Retype the material in full, keeping every word the same.

* * * * *

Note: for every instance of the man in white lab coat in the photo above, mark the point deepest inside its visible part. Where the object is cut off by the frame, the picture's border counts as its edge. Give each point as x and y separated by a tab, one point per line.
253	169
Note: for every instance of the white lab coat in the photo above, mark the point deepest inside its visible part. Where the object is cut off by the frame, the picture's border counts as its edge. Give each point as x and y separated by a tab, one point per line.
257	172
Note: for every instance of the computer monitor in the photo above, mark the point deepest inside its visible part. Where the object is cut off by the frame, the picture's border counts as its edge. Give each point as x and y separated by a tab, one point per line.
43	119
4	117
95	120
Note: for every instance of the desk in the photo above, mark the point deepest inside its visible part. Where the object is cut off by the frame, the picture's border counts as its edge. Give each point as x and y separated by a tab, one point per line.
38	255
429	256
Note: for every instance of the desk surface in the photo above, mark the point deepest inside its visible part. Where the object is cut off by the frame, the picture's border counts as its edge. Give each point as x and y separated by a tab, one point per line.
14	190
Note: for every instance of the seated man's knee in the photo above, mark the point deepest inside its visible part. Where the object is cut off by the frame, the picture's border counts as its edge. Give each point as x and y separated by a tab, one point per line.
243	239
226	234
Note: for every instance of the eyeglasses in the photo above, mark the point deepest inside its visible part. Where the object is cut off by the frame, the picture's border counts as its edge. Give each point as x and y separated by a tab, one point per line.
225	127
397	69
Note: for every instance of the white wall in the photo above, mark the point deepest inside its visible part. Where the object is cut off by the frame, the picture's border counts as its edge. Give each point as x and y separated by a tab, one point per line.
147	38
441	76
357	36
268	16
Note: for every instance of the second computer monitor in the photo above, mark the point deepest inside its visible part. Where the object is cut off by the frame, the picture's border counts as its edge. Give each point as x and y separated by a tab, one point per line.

* * * * *

-- Written answer --
Note: for every instance of the man in white lab coat in the photo above, mark the point deepest inside its visible part. Where the object is cut off by the frame, the picture's border counts as its edge. Give each point as x and y separated by a tab, one point per line.
253	169
Note: for every instance of the white lab coat in the photo above, mark the point deepest inside its visible part. Where the object is cut off by the frame, the picture's border counts as its edge. Give each point as x and y separated by a tab, one point per line.
257	172
Note: for every instance of the computer monitor in the photo above, mark the point deepest inside its visible part. Where the object is cut off by the frame, the picture's border counts as its edge. Give each point as x and y separated by a tab, one point per line.
43	119
4	117
95	120
Note: for every instance of the desk in the photo above, mark the point deepest inside its visible part. Where the object is cut off by the frame, the picture's border counts as its edge. Give each point as x and y separated by a tab, one point per line.
38	255
429	256
Note: for every instance of the desk surface in the photo above, mark the point deepest inside its visible part. Where the object is cut off by the frame, the picture's border counts as its edge. Give each point as x and y separated by a tab, one point per line.
14	190
Note: for every instance of the seated man's knee in the photo above, mark the point deepest inside its visible part. Where the object is cut off by the frame, the picture's border counts as its edge. Give each point as x and y separated by a tab, one point per line.
243	239
226	234
Note: for every instance of the eyeglasses in the photo above, mark the point deepest inside its visible part. Where the object is cut off by the frame, the picture's border counts as its edge. Give each point as x and y separated by a tab, one point per line.
225	127
397	69
Note: for every instance of the white wall in the photo above, mark the point deepest inside its visible part. Where the object is cut off by the frame, the picture's border counts as its edge. Give each point as x and y separated by a tab, one point per line.
147	38
441	76
357	36
268	16
Note: for every instance of the second computer monitor in the photo above, mark the point deepest inside its visible part. Where the object is cut off by the frame, the picture's border counts as its edge. Give each point as x and y separated by a tab, one point per line.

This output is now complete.